# 97 Sentra, Check Engine Light: P0440, P0446



## Guest (Jun 19, 2003)

Check Engine Light goes on shortly everytime after I add #87 gas. It went off after I added #91 last time, but came back again after #89 gas this time.

Checked the codes: P0440(Evaporative Emission Control System Malfunction) and P0446(Evaporative Emission Control System Vent Control Circuit Malfunction).

What can I do to this probelm? Have to use Premium gas all the time? or there is some problem with this car?
It's a 1997 Nissan Sentra GXE, 82K miles.
Thanks!


----------



## Nostrodomas (Jun 15, 2002)

Yea its gonna be a problem once you go to get your car smoged. The evap system is a pita. I just ended up taking it to the dealership. 
But other than that, it wont cause harm to your car, just to the air.


----------



## Guest (Jun 20, 2003)

50% of the time all you need is a new gas cap.... )


----------



## AnthMC (Jan 4, 2003)

Sometimes it is the gas cap and it could also be the sensor under the hook, thinking you taking in more air than you should. My friend has a 98 200sx and has had his engine light on for well over a year and half lol, but he took the bottom of his air filter off..... Don't ask why and its just running the engine to the ground... oh well some people just don't appriate hahaha. I haven't ever had my light on in my '99 Sentra even after a few mods.


----------



## Guest (Jul 14, 2003)

I've had the same trouble codes. Still got my light on. While back I dropped my gas cap while fillin up. It was after that I started getting these problems. Think that's the cause?
-.-.-
◆ Given task a ◆
Please reproduce the Sentra forum thread verbatim, starting at the words "Check Engine Light goes" and stopping after "gas this time.".
-.-.-
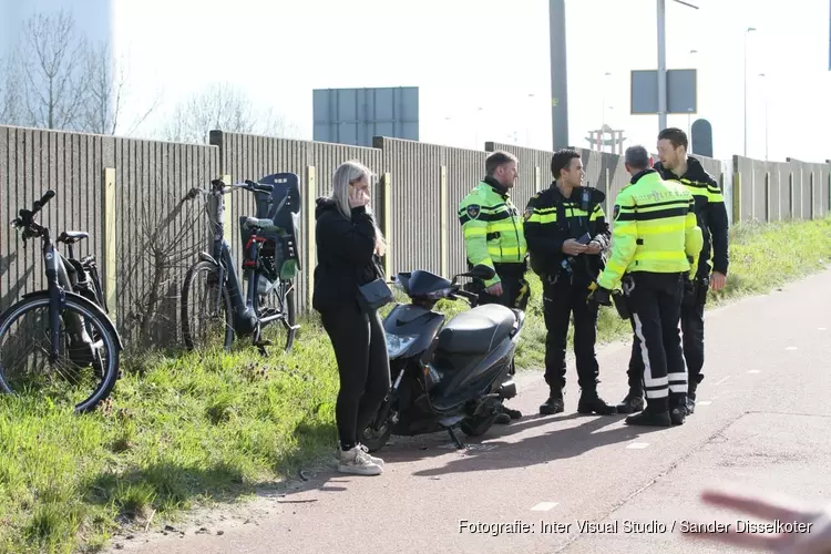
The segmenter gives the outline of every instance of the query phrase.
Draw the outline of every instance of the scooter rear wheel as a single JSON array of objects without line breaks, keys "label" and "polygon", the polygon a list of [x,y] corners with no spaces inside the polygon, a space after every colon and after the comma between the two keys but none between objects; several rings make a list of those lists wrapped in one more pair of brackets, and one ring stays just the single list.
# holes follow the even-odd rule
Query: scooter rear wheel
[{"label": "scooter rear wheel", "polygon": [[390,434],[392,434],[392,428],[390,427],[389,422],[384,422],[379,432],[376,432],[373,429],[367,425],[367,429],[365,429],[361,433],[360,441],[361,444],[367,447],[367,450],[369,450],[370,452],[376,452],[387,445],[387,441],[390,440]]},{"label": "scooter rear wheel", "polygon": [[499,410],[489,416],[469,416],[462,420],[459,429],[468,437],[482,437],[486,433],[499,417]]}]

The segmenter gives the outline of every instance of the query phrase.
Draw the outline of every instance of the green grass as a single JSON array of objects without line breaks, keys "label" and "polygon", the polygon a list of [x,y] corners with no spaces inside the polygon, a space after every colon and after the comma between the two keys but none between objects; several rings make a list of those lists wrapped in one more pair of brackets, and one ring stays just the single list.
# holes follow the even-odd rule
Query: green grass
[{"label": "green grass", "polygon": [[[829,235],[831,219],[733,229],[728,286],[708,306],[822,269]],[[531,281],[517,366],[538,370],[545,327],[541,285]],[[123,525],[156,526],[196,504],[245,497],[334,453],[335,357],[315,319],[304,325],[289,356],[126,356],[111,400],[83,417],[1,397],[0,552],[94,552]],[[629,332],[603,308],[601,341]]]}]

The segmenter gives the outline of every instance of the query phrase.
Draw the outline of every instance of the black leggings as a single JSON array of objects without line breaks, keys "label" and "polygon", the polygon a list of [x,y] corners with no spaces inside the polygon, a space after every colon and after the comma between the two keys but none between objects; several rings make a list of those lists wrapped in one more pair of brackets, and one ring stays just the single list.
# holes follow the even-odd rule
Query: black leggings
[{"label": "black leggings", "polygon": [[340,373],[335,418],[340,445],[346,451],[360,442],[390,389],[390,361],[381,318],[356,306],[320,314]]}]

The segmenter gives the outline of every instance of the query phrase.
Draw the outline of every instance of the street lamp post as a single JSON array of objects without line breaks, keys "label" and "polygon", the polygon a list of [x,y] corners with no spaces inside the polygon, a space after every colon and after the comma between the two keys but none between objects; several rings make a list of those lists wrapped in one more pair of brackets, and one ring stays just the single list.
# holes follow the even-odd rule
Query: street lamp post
-.-.-
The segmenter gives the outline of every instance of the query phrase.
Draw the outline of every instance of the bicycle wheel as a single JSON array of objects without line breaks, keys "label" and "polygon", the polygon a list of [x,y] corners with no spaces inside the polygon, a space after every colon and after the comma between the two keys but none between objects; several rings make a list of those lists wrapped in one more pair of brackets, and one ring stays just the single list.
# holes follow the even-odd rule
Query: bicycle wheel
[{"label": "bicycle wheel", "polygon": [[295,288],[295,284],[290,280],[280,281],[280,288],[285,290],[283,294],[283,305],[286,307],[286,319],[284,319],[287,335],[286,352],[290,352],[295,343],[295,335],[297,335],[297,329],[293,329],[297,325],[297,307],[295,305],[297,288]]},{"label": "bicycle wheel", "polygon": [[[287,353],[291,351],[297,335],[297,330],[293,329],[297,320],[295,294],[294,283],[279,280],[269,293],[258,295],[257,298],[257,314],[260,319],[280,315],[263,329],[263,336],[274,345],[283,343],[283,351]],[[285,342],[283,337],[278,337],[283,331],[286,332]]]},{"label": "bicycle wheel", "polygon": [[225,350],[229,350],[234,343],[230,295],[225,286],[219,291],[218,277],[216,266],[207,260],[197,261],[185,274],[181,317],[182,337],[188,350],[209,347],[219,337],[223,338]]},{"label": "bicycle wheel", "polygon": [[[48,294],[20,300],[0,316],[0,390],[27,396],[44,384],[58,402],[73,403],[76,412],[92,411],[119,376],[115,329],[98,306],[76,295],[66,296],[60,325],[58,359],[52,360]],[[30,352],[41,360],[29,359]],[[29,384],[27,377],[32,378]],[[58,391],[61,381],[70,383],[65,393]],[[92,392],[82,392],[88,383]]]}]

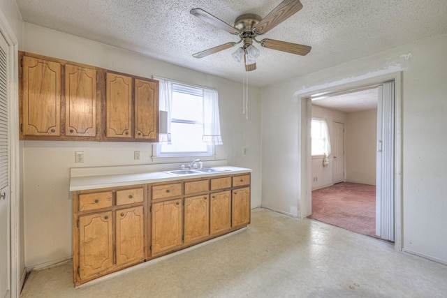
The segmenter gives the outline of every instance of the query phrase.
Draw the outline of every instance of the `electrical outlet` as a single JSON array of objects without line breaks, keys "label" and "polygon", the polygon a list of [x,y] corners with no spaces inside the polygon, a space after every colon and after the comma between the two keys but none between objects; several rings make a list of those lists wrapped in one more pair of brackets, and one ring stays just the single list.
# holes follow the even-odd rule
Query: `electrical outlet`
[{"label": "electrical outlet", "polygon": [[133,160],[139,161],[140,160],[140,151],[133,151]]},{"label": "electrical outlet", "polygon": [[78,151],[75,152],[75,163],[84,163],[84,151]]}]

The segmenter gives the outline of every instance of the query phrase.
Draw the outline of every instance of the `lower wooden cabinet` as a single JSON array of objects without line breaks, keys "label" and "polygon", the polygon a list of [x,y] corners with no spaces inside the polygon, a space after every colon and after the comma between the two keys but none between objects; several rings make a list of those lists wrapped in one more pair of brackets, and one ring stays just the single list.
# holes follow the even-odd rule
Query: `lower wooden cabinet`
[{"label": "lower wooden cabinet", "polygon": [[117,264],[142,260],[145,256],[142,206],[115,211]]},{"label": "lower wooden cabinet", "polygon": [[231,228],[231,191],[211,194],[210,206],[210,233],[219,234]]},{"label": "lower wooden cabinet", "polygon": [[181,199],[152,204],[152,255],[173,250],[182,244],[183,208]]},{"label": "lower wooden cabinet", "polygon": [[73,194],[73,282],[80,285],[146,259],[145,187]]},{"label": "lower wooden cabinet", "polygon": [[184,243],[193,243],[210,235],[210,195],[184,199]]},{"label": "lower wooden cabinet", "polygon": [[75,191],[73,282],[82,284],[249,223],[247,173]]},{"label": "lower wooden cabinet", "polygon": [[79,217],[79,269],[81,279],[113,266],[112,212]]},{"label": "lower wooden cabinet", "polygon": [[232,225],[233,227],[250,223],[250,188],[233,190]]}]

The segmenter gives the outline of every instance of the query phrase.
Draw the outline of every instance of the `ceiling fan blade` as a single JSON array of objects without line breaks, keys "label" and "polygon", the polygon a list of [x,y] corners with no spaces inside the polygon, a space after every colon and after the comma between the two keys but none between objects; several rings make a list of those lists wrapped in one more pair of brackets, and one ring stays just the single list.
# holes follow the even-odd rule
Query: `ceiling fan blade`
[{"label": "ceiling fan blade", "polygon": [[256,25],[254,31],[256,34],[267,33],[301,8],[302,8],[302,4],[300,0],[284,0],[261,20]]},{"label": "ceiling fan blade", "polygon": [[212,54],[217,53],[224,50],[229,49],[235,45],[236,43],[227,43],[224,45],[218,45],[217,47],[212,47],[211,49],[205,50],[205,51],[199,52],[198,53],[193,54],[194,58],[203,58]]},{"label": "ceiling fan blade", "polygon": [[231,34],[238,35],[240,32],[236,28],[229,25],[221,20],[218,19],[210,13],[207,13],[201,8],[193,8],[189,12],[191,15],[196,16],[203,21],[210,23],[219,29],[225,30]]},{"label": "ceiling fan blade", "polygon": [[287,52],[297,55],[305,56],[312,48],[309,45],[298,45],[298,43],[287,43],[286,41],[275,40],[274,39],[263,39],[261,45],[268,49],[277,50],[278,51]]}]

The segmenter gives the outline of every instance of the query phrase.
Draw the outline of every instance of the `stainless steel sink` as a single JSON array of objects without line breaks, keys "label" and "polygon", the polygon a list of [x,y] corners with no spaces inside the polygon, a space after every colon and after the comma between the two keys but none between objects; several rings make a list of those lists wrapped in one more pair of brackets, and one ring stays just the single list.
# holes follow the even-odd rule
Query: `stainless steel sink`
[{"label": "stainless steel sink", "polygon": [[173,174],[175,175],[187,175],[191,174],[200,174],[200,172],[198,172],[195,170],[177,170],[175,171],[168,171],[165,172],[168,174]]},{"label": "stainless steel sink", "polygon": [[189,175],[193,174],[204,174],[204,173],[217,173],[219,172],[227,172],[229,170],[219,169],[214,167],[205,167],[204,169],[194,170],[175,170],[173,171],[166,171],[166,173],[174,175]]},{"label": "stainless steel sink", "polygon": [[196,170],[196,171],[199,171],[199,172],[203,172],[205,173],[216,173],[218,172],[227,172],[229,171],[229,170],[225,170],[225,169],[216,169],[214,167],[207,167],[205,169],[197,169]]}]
-.-.-
◆ Given task b ◆
Select each line in the rows that contains the string "post".

◆ Final result a ◆
Check Engine Light goes on shortly everytime after I add #87 gas. It went off after I added #91 last time, but came back again after #89 gas this time.

◆ Final result b ◆
Draw the outline of every instance of the street lamp post as a single JSON array of objects without line breaks, keys "label" and "polygon", the polygon a list of [x,y] corners with no spaces inside the polygon, a space after every colon and after the comma between the two keys but none between objects; several rings make a list of those lists wrapped in one more pair of brackets, and one ring stays just the single list.
Query: street lamp post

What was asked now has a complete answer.